Required task =>
Write out each entry, exactly the way it appears.

Data entries =>
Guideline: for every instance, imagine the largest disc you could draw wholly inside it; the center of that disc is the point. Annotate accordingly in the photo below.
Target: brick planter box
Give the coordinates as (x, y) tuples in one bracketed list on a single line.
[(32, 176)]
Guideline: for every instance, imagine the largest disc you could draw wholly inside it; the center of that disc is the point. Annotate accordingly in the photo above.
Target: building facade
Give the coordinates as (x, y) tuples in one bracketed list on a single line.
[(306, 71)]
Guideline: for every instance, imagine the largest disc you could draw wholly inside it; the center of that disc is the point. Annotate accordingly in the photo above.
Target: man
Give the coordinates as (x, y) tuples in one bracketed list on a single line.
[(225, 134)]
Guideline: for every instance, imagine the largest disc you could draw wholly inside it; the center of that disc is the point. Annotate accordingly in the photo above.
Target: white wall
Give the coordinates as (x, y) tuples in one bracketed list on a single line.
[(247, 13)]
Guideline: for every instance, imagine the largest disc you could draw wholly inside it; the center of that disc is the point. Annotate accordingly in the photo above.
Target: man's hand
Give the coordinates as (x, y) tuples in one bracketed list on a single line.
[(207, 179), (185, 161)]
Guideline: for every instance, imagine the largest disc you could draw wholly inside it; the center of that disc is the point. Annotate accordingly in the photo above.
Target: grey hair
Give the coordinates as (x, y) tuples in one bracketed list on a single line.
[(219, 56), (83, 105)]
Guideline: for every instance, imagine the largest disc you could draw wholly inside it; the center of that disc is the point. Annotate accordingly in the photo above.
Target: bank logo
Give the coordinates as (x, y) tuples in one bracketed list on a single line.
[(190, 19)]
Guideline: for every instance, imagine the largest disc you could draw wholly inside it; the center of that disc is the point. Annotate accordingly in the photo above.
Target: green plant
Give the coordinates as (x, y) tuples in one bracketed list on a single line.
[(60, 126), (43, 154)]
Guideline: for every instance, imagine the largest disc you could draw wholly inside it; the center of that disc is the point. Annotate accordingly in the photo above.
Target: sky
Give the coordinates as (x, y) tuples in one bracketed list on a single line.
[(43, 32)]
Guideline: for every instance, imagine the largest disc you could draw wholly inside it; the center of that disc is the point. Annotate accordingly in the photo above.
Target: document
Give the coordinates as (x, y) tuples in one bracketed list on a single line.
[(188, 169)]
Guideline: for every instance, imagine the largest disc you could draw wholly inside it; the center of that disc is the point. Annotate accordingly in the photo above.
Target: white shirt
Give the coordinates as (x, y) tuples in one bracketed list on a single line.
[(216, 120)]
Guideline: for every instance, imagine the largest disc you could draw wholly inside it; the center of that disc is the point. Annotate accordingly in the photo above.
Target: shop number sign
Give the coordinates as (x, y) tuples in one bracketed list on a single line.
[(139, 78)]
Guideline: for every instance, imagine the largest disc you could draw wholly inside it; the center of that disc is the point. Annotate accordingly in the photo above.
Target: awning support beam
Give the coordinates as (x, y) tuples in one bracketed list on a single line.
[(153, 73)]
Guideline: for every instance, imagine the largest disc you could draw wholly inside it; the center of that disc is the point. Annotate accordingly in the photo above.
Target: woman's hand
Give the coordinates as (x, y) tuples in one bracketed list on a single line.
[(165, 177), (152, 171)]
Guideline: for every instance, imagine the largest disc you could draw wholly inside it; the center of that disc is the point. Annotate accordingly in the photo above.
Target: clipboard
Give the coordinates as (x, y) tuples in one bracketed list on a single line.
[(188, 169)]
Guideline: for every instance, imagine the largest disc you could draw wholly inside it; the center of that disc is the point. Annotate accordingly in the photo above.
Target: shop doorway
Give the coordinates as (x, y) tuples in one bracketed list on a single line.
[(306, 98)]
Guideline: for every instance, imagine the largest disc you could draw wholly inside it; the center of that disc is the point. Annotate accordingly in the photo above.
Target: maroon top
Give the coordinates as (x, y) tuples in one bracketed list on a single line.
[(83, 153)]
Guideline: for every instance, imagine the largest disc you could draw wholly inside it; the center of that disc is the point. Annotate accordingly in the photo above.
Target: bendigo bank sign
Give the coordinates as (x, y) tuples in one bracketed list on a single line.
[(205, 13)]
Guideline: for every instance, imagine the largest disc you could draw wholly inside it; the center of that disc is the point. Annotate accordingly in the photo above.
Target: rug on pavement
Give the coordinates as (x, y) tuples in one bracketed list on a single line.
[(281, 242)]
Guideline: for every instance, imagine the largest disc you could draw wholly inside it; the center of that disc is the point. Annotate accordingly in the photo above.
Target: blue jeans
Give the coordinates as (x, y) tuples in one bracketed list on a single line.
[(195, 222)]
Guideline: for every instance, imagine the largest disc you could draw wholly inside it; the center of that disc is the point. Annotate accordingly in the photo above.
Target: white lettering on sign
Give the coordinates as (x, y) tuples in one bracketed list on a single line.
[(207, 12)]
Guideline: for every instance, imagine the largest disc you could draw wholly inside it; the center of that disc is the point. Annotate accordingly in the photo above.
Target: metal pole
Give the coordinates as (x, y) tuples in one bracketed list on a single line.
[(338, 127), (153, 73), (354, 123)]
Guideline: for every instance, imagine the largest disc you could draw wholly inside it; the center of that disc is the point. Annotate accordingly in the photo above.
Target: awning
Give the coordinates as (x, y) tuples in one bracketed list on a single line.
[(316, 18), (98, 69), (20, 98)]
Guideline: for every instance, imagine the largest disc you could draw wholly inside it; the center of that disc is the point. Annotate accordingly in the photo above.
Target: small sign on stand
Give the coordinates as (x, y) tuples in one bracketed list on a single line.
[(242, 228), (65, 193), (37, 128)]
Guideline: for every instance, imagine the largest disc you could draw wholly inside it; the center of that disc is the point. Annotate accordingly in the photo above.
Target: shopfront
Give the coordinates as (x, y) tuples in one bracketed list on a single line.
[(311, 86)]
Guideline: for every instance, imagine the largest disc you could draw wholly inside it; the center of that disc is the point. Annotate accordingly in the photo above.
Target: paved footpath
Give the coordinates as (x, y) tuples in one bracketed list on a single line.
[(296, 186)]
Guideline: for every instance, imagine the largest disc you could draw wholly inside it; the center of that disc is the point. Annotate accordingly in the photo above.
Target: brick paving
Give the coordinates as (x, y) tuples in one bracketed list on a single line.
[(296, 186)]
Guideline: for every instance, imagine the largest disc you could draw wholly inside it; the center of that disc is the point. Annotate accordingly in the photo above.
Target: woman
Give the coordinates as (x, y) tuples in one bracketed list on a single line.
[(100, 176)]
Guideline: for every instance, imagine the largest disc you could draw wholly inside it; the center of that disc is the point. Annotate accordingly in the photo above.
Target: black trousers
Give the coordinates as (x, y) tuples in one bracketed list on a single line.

Full output =>
Guideline: for every instance, imagine the largest disc you could draw wholly inside it; the center of that disc is the point. Annotate accordingly in the photo below.
Target: brick planter box
Give the coordinates as (x, y) tuples in one bracketed list on a single line.
[(32, 176)]
Guideline: for every instance, imagine the largest disc you could draw wholly inside it; the center of that disc is the point. Annotate accordingly in the photo above.
Target: building facade
Give the coordinates as (x, y) tuples in one bracketed list on a single line.
[(306, 71)]
Guideline: for every instance, imagine the largest disc you could draw wholly inside it; the center of that disc is the point. Annotate accordingly in the photo above.
Target: man
Give the coordinates as (x, y) tuples in one bracketed list on a single line.
[(225, 134)]
Guideline: for every instance, imagine the largest disc you could draw wholly inside it; the center of that disc is the point. Annotate accordingly in the photo above.
Target: white wall
Give the coordinates as (x, y) tuples in one bracketed list on a single line.
[(247, 13)]
Guideline: for every instance, imagine the largest disc you could draw wholly inside it; the center of that disc is the point. Annotate accordingly in the photo above.
Target: man's hand
Give the coordinates as (x, y) tuples in one bracketed list on a single line.
[(207, 179), (185, 161)]
Guideline: for every instance, imagine the largest disc you could draw wholly inside it; the center of that disc is the point. Annotate accordingly in the photo above.
Target: grey hair
Give the coordinates as (x, y) tuples in one bracketed list on a single line.
[(219, 56), (83, 105)]
Guideline: for every instance, imagine the largest disc you could draw wholly inside it; the center of that disc is the point. Annotate accordingly in the photo above.
Target: bank logo
Give the coordinates as (x, y) tuples in one bracketed list on a single line.
[(190, 19)]
Guideline: for every instance, imagine the largest disc you could draw wholly inside it; the center of that disc is the point. Annotate accordingly in the photo above.
Target: green plant
Give the coordinates as (x, y) tuples in one bracketed list on a single line.
[(60, 126), (43, 154)]
Guideline: for every instance, imagine the largest disc you could draw wholly inside it; the center of that disc is the point. Annotate accordingly in the photo above.
Target: sky
Give the coordinates as (x, y) tuples in one bracketed list on a single line.
[(43, 32)]
Guideline: for every instance, imagine the largest disc you could draw wholly inside it; the center of that disc is the point. Annotate accordingly in the photo above.
Target: document
Give the coordinates as (x, y) tuples in one bracketed list on a single line.
[(188, 169)]
Guideline: for every instance, imagine the largest disc you could draw wholly inside it; the center of that disc is the point. Annotate accordingly in the photo above.
Target: white shirt
Give the coordinates as (x, y) tuples in one bracketed list on a single line.
[(216, 120)]
Guideline: for every instance, imagine the largest disc you could draw wholly inside it; the center of that disc is the point. Annotate accordingly in the photo above.
Target: shop number sign
Give the coordinates as (x, y) tuples in one bracketed list on a single line.
[(139, 78)]
Guideline: for every instance, imagine the largest disc you could draw wholly inside it; the center of that disc is the point. Annotate accordingly in the photo above.
Target: awning support beam
Give the coordinates as (x, y) tuples in one bracketed list on a single line.
[(153, 73)]
Guideline: for every instance, imagine the largest disc you could draw wholly inside it; the center of that disc is the point. Annotate accordingly in the photo above.
Target: woman's hand
Give the coordinates as (x, y) tuples in one bracketed list on a single line.
[(165, 177), (152, 171)]
Guideline: for every instance, imagine the largest disc you could draw wholly inside it; the center of that disc is the point. Annotate accordingly in the photo above.
Target: clipboard
Give the coordinates as (x, y) tuples in one bracketed list on a single line.
[(188, 169)]
Guideline: for every instance, imagine the largest disc you could draw wholly inside it; the center of that disc is the point. Annotate accordingly in the photo above.
Target: shop doorway
Give the coordinates as (x, y) tuples in one bracketed list on a single line.
[(306, 98)]
Guideline: for every instance, imagine the largest disc you could draw wholly inside it; the center of that disc is the point. Annotate accordingly in the photo above.
Target: maroon top
Give the coordinates as (x, y) tuples in one bracketed list on a single line.
[(83, 153)]
Guideline: for every instance, imagine the largest disc you could draw wholly inside it; the center of that disc is the point. Annotate accordingly in the photo above.
Target: bendigo bank sign
Give the coordinates as (x, y) tuples in one bracketed list on a single line.
[(205, 13)]
Guideline: for every instance, imagine the largest disc you could draw wholly inside it; the center of that disc is the point. Annotate accordingly in the photo above.
Target: rug on pavement
Give the coordinates as (x, y) tuples in one bracketed list on a single line.
[(281, 242)]
Guideline: for every instance, imagine the largest disc you could draw wholly inside it; the center of that disc is the point. Annotate accordingly in the photo above.
Target: blue jeans
Give the coordinates as (x, y) tuples in one bracketed list on a single line.
[(195, 222)]
Guideline: for every instance, imagine the largest disc you could draw wholly inside it; the center of that disc is the point. Annotate accordingly in the photo above.
Target: white lettering on sign
Give the coordinates as (x, y) tuples in one bracketed list on a single line.
[(207, 12)]
Guideline: for every instance, imagine the largest disc you could draw wholly inside it; the center of that disc is the point. Annotate accordingly in the photo above.
Target: metal pole
Give the coordinates as (x, y) tuples in one bracketed list on a single line.
[(338, 127), (153, 73), (354, 123)]
Guideline: for every instance, imagine the largest disc you could draw wholly inside it; the center of that disc is the point. Annotate accordingly in the photo above.
Target: awning
Give the coordinates as (x, y) tuples in one bracketed list on a single line.
[(316, 18), (98, 69), (20, 98)]
Guideline: for every instance, imagine the largest disc you could draw wholly inside it; the center of that disc is the point. Annotate accordingly in the photo above.
Target: small sign on stand
Give the coordinates as (x, y) tuples in one bracketed list on a single line.
[(242, 228), (65, 193), (37, 128)]
Guideline: for every instance, imagine the largest disc you could draw wholly inside it; the center of that disc is the point. Annotate accordingly in the photo above.
Target: shopfront
Give the coordinates as (x, y) tuples in one bracketed list on a single line.
[(311, 86)]
Guideline: for every instance, imagine the largest disc you could draw wholly inside it; the center of that disc is the point. Annotate accordingly in the photo above.
Target: paved footpath
Give the coordinates as (x, y) tuples in one bracketed list on a single line.
[(296, 186)]
Guideline: for every instance, imagine the largest disc you could draw wholly inside it; the center of that disc is the point. Annotate accordingly in the photo above.
Target: brick paving
Give the coordinates as (x, y) tuples in one bracketed list on a single line.
[(296, 186)]
Guideline: for every instance, imagine the largest disc you could draw wholly inside it; the center of that disc is the point. Annotate accordingly in the photo above.
Target: woman
Give the coordinates as (x, y) tuples in one bracketed list on a single line.
[(100, 176)]
Guideline: for every instance, imagine the largest disc you could draw wholly inside it; the center of that disc is the point. Annotate accordingly in the photo above.
Target: black trousers
Give the coordinates as (x, y) tuples in one bracketed list on a single line.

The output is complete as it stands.